+++ Source data

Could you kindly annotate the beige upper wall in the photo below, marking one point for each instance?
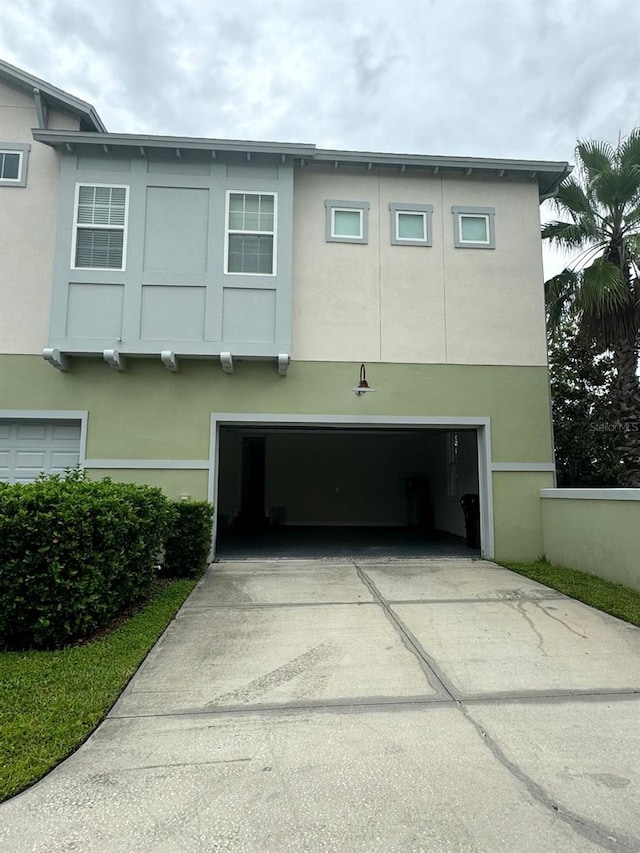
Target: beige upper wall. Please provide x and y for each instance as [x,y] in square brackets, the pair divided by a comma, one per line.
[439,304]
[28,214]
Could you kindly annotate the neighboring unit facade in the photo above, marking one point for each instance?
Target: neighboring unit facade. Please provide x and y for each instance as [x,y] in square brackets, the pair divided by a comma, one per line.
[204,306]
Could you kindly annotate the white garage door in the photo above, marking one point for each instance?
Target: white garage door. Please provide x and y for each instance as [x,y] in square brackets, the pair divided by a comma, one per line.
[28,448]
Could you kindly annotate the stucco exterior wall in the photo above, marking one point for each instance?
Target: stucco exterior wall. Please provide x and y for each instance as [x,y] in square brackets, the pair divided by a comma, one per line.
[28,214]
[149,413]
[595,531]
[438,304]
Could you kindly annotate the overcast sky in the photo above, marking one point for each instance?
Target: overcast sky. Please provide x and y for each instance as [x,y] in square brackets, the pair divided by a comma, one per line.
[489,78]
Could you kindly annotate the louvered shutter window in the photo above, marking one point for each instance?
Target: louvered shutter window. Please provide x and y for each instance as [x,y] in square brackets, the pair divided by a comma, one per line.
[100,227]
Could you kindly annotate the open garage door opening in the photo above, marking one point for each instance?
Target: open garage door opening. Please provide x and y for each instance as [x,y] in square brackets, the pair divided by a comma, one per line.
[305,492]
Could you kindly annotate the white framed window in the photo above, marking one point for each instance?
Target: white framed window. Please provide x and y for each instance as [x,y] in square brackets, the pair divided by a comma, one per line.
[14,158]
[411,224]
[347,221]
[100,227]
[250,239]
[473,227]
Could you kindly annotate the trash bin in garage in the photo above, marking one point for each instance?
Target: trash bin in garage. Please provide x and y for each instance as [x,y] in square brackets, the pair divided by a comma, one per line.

++++++

Exercise task:
Begin with the line that contains "Could you kindly annotate the stucco" and end with the last line of the records; set down every line in that span exactly, and nothing else.

The result:
Could you kindly annotate the stucco exterior wall in the photo above, marking one point for each instance?
Target: stucco exterior wall. Please provide x and y for each instance as [x,y] in square brackets, the pair divided by a comma, one per line.
[28,214]
[149,413]
[595,531]
[438,304]
Could you kindly annotate the overcast sky in the photo above, marking one point for each instance?
Target: overcast sky. Please provide x and y for each instance as [x,y] in square brackets, the pair divided by a comma, one per line.
[489,78]
Could you kindly annotate the louvered shutter window in the photo above, marking one point for each instance?
Target: louvered shutter window. Please provide x and y for each instance as [x,y] in square brackets, the pair divided by a comma, one per line.
[100,227]
Could you kindly annotate the open garage door opening in the photo above, marking one point for each instance?
Target: open garage door opening. Please provide x and y for each instance as [x,y] in square brackets, the pair divided by a comma, one per line.
[305,492]
Could you kindly annotate the white framed window in the photo above, marking one point for each instance?
Target: white framed window. Please provide x and y for each instance as [x,y] in square brackets, the pair divided by a comma, one per line.
[14,158]
[411,224]
[347,221]
[100,227]
[250,239]
[473,227]
Could you kindly annotate the trash bin in garage in the photo above, marking one point for each instance?
Target: trash bin in garage. Please provide x and y for each instance as [x,y] in square brackets, the pair divided by a comma, one per line.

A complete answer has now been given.